━━━━━ TEKSTFRAGMENT ━━━━━
Met de juiste combinatie baas/hond, veel geduld en wederzijds
respect kan met de Spinone heel wat bereikt worden.
Zijn kalmte en rust past niet bij iedereen. De Spinone gedijdt het
beste bij mensen die even rustig en onverstoorbaar zijn als hijzelf
en die bovendien begrip hebben voor zijn zachtheid en
aanhankelijkheid.
Gezondheid: De Spinone heeft een levensverwachting van 12 jaar
of meer. Er zijn geen specifieke gezondheidsproblemen die dit ras in
het algemeen treffen.
Fokdieren worden meestal wel op HD en CA (middels DNA)
gecontroleerd.
Maat:
schofthoogte reuen 60 – 70 cm, teven 58 – 65 cm.
Gewicht:
reuen plm. 35 – 45 kg, teven plm. 28 – 38 kg.
Hoofd: de
lengte van de snuit bedraagt de helft van die van het gehele hoofd.
━━━━━ GEGEVENS ━━━━━
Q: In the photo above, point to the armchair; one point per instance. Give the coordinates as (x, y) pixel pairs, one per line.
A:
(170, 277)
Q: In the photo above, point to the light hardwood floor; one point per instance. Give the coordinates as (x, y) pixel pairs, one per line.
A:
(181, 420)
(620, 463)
━━━━━
━━━━━ GEGEVENS ━━━━━
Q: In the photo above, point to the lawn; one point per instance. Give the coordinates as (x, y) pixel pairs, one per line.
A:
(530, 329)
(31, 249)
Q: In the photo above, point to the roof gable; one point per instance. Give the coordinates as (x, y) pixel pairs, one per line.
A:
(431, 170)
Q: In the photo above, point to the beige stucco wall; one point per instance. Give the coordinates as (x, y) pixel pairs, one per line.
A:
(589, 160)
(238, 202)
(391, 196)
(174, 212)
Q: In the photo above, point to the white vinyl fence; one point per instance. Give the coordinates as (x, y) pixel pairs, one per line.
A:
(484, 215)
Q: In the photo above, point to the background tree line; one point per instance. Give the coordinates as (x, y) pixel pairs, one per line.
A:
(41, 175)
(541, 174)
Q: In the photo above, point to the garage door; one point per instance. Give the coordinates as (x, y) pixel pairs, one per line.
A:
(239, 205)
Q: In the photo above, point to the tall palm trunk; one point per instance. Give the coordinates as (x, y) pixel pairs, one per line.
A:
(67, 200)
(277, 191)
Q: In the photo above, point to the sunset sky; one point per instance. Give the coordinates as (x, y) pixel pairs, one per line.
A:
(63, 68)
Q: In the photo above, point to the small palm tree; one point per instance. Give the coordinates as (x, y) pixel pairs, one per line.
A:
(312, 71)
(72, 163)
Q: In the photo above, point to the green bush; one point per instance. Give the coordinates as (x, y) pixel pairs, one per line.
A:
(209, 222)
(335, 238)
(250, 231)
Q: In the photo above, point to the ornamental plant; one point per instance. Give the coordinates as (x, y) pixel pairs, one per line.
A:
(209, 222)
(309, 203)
━━━━━
OPDRACHT A => Schrijf uit de tekst over de Spinone het stuk van "Zijn kalmte en" tot en met "58 – 65 cm." letterlijk over.
OPDRACHT B => Vul de tekst over de Spinone aan met een vervolg dat aansluit op de laatste zin.

UITWERKING A =>
Zijn kalmte en rust past niet bij iedereen. De Spinone gedijdt het
beste bij mensen die even rustig en onverstoorbaar zijn als hijzelf
en die bovendien begrip hebben voor zijn zachtheid en
aanhankelijkheid.
Gezondheid: De Spinone heeft een levensverwachting van 12 jaar
of meer. Er zijn geen specifieke gezondheidsproblemen die dit ras in
het algemeen treffen.
Fokdieren worden meestal wel op HD en CA (middels DNA)
gecontroleerd.
Maat:
schofthoogte reuen 60 – 70 cm, teven 58 – 65 cm.

UITWERKING B =>
De breedte van de schedel moet niet meer bedragen dan de helft van
de gehele lengte van het hoofd, liefst minder. Neus groot, in één
lijn met de neusrug, de bovenkant breed en vrij gerond. De neus
steekt iets voor de lippen uit en heeft goed open neusgaten. De
neusrug licht gewelfd of recht. De bovenlippen zijn vrij dun, zij
bedekken de onderlippen en bereiken de mondhoeken met een zichtbare
plooi. De kaken zijn sterk. De stop is licht aflopend, de schedel is
ongeveer even lang als de snuit, ovaal, met een bijzonder sterk
ontwikkelde achterhoofdsknobbel. De wenkbrauwen zijn niet duidelijk
aangegeven en de middengroef is goed zichtbaar.
Gebit:
compleet schaargebit.
Ogen: groot
en goed open, bijna rond , de ogen noch uitpuilend noch diepliggend.
De kleur is donkergeel bij witte en wit met oranje en oker bij
bruinschimmel vacht. De pigmentatie van de oogleden is dezelfde als
die van de neus.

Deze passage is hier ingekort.